→ TASK REQUIREMENTS
Please rewrite the listing below, replacing "Say nothing beyond the coordinates" with "Reply with the coordinates only" everywhere it occurs and keeping all other text the same.

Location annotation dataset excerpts
━━━━━━━━━━━━━━━━

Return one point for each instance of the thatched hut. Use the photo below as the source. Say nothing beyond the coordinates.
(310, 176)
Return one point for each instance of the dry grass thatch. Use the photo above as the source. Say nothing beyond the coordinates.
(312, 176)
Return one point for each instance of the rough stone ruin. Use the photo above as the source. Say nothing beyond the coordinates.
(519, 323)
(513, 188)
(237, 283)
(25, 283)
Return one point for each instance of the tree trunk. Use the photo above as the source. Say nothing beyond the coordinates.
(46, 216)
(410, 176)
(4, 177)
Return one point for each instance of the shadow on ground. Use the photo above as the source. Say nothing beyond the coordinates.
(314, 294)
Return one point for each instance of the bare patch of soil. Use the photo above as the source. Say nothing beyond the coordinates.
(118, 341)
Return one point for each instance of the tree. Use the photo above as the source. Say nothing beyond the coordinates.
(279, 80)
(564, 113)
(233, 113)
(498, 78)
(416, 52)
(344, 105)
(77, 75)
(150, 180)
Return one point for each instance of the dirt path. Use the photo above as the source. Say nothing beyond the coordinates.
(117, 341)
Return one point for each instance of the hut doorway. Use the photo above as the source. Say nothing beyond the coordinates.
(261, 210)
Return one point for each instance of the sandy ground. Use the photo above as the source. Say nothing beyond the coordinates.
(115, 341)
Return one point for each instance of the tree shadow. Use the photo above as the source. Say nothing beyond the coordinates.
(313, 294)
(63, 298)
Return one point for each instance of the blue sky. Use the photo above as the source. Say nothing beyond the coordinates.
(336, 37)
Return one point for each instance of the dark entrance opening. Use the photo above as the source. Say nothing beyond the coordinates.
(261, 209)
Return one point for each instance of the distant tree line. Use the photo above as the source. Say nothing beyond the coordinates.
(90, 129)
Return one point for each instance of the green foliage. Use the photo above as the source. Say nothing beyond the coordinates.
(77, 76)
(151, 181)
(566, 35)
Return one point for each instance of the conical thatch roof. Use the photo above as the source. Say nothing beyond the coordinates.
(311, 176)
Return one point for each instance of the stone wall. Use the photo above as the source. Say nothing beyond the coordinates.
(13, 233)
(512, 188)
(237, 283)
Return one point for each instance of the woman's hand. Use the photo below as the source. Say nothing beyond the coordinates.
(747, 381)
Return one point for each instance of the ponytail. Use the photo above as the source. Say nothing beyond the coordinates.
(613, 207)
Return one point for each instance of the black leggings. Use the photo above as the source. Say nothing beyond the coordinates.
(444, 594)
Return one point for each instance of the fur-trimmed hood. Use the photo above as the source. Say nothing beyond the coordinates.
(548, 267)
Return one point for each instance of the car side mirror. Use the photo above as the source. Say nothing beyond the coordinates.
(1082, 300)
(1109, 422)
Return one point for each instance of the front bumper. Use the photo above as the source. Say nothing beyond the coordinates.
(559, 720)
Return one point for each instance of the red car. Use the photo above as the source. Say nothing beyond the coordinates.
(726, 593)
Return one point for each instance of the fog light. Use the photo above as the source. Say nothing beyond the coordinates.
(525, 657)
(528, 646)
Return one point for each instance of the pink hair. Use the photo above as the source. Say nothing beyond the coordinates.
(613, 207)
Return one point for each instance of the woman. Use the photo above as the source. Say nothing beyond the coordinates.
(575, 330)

━━━━━━━━━━━━━━━━

→ THE RESPONSE
Return one point for each instance of the thatched hut. Use the photo below as the source. Reply with the coordinates only.
(310, 176)
Return one point for each instance of the dry grass thatch. Use the photo above as the source. Reply with the coordinates only.
(312, 176)
Return one point for each instance of the rough stone ruin. Use the photo above as the source. Reply with the coordinates only.
(519, 323)
(513, 188)
(237, 283)
(25, 283)
Return one point for each instance of the tree trunk. Use the photo above as the source. Reply with the coordinates only.
(46, 216)
(410, 176)
(4, 177)
Return one point for each instance of the shadow on ground. Use the photo above as the source. Reply with the coordinates only.
(314, 294)
Return one point for each instance of the bare patch of soil. Use the photo above as the source. Reply with the coordinates only.
(118, 341)
Return one point for each instance of the tree. Use the photo above as the source. Reply with the coordinates only.
(279, 80)
(564, 113)
(233, 113)
(498, 78)
(416, 52)
(344, 105)
(77, 75)
(150, 180)
Return one point for each instance of the dirt path. Use the photo above as the source. Reply with the coordinates only.
(117, 341)
Return one point for each instance of the hut doorway. Use the photo above as the source. Reply with the coordinates only.
(261, 210)
Return one point for each instance of the sandy ground. Use the photo above as the source. Reply with the coordinates only.
(115, 341)
Return one point for each instance of the tree shadow. Use the photo above as the source. Reply with the coordinates only.
(313, 294)
(63, 298)
Return one point for each instance of the blue sky. Use the photo above as the source. Reply with the coordinates only.
(336, 37)
Return one point for each instance of the dark entrance opening. Use the photo above as the source. Reply with the coordinates only.
(261, 209)
Return one point for each instance of the distant tree line. Use the photo above as the source. Reply with the coordinates only.
(90, 129)
Return one point for each instance of the green foliage. Use the photo above as the source. Reply with the coordinates only.
(77, 76)
(151, 181)
(566, 35)
Return one point for each instance of the conical thatch roof. Use the photo above as the source. Reply with the coordinates only.
(311, 176)
Return one point for each instance of the stone wall. Use the photo above as the source. Reply with the coordinates only.
(13, 233)
(512, 188)
(237, 283)
Return one point for each instance of the woman's hand. Use the photo below as the source. Reply with the coordinates only.
(747, 381)
Return one point for each instance of the ponytail. Use the photo above as the source. Reply with the coordinates only.
(613, 207)
Return one point for each instance of the black leggings. Use the photo above as the source. Reply with the coordinates only.
(444, 594)
Return one point for each instance of the fur-trimmed hood. Use the photo above as the source. Reply with the coordinates only.
(548, 267)
Return one point for each instance of the car side mirror. Use the photo above as the source. Reply with the coordinates only.
(1082, 300)
(1109, 422)
Return one point for each instance of the front bumper. Use the photo above as the source. Reply with the coordinates only.
(559, 720)
Return one point for each instance of the red car. Use the photo above as the source. Reply with the coordinates only.
(726, 593)
Return one point for each instance of the fog light. Use the photo above as the source. Reply with the coordinates only.
(525, 657)
(528, 646)
Return one point for each instance of the pink hair. Use the photo above as the source. Reply with the coordinates only.
(613, 207)
Return one point for each instance of the woman. Use the photo above as the source. Reply with the coordinates only.
(575, 330)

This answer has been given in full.